(Beginning of SUPPLIED DATA)

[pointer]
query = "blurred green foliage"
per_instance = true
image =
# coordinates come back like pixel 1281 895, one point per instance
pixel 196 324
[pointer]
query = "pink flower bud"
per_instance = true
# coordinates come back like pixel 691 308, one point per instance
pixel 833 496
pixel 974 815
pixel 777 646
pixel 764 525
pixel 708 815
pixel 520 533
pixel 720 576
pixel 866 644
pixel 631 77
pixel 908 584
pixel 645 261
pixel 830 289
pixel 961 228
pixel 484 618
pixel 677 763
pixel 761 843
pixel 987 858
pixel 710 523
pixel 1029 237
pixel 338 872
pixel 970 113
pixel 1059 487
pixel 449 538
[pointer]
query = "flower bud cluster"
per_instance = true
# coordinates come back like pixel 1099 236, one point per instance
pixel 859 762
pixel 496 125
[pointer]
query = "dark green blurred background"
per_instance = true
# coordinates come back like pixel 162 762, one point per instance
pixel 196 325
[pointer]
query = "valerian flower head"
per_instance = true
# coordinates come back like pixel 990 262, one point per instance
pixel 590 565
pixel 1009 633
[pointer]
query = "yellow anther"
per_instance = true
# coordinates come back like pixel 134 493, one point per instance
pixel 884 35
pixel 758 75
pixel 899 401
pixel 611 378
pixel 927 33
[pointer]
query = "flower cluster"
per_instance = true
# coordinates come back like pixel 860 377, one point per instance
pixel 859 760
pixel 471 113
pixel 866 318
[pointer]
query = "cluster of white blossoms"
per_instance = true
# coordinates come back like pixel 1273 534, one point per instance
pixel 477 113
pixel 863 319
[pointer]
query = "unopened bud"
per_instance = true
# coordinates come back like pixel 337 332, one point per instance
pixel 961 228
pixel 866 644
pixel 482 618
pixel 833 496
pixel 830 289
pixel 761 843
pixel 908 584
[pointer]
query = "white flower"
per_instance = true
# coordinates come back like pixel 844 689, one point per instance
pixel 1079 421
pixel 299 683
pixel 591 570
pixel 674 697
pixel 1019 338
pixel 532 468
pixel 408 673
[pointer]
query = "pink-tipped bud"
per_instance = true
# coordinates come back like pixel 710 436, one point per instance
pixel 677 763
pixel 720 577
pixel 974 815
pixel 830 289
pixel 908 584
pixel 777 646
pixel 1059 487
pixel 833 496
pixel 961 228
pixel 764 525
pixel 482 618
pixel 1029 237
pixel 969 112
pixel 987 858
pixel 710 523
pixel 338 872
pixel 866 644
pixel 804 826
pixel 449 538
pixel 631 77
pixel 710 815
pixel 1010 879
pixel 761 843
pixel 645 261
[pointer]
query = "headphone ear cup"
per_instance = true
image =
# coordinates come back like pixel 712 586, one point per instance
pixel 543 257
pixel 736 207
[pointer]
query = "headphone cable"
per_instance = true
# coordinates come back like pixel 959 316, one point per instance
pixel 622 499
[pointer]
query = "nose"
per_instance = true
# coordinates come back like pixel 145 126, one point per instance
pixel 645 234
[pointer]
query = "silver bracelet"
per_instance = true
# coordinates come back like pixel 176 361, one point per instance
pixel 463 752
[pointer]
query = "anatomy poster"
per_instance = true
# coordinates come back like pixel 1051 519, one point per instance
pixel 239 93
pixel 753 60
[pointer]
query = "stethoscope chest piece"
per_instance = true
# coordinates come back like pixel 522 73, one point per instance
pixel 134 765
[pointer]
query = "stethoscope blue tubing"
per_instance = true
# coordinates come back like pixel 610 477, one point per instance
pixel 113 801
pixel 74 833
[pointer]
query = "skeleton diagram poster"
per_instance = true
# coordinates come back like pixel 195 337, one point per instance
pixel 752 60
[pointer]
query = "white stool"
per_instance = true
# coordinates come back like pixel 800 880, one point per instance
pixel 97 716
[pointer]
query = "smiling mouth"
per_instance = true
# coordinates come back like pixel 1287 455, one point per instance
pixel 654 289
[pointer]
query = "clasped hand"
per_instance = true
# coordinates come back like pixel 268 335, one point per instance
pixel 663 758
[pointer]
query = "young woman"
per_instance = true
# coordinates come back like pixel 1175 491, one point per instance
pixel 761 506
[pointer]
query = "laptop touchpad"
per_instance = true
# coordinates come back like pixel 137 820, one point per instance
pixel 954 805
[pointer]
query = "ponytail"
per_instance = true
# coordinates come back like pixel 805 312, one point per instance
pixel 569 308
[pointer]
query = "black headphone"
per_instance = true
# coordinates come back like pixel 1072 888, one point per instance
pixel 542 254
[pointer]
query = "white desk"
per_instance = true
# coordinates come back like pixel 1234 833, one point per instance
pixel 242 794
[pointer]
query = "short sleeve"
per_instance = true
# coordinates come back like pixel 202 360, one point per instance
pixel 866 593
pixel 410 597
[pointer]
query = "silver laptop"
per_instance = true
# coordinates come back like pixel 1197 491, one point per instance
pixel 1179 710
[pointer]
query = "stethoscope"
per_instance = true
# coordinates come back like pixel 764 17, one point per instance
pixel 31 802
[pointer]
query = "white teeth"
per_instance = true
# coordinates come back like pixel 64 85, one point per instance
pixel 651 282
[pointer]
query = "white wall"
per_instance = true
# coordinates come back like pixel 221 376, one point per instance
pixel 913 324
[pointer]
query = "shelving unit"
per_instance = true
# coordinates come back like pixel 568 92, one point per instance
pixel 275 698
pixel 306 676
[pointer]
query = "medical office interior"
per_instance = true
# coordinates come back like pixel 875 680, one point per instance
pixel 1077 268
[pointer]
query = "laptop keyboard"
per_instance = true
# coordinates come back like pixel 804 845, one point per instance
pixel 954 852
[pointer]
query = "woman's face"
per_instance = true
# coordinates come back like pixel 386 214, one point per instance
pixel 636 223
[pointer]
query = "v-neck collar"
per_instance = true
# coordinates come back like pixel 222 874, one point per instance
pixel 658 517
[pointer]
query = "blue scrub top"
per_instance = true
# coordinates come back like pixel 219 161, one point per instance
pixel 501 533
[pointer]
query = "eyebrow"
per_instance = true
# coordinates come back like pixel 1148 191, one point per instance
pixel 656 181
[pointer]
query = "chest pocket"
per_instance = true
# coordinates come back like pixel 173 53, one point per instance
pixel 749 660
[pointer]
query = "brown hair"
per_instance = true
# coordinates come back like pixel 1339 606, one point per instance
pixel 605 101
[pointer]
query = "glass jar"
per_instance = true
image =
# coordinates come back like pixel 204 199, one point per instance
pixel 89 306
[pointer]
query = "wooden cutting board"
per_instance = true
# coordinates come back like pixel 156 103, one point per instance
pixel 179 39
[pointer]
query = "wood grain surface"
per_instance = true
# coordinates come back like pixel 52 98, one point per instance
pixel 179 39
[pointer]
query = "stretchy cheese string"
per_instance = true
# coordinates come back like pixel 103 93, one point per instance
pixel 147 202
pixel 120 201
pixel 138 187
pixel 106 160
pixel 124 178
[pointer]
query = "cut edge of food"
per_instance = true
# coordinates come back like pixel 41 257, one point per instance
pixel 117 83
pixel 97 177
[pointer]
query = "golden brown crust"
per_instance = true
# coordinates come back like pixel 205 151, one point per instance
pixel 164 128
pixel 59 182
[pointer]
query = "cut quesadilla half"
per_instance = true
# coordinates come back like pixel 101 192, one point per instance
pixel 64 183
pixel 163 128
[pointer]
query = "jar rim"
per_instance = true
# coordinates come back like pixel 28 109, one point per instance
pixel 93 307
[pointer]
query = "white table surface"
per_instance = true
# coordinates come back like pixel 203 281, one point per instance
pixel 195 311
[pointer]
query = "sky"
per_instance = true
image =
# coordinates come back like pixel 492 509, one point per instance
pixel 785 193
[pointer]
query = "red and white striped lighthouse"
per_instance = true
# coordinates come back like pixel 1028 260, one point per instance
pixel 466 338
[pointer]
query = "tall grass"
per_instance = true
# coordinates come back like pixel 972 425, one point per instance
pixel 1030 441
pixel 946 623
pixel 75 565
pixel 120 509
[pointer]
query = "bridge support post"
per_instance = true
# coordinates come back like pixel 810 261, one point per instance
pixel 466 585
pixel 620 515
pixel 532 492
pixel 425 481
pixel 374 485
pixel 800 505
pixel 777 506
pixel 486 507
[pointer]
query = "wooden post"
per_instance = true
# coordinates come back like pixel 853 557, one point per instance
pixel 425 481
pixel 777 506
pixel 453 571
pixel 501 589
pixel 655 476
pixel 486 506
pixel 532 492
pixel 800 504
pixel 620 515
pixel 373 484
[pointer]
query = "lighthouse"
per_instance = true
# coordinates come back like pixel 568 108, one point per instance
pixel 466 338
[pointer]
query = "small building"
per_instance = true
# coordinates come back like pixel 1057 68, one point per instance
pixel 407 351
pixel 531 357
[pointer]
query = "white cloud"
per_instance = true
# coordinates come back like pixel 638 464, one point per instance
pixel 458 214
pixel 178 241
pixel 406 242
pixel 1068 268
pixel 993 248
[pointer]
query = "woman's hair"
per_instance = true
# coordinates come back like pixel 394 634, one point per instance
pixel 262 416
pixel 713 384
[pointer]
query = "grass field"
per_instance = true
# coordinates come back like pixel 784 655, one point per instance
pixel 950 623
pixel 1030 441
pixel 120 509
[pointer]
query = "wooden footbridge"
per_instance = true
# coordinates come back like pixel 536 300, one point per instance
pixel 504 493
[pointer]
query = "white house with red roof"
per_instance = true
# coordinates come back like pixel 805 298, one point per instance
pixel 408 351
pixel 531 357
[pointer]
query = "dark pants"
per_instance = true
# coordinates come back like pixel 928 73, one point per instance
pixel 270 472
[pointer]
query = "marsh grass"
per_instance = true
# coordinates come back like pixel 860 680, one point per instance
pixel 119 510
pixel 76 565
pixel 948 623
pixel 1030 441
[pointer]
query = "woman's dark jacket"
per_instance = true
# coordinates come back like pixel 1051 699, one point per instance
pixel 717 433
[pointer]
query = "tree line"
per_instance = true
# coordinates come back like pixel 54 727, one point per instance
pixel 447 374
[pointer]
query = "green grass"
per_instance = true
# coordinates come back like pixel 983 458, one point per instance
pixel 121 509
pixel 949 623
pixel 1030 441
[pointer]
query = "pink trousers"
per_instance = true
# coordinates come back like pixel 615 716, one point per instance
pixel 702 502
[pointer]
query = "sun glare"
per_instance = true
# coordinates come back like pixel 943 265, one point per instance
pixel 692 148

(End of SUPPLIED DATA)

TASK GOAL — For every line above that has "headphone" in it, copy the line.

OUTPUT FOR THIS TASK —
query = "headphone ear cup"
query = "headphone cable"
query = "black headphone"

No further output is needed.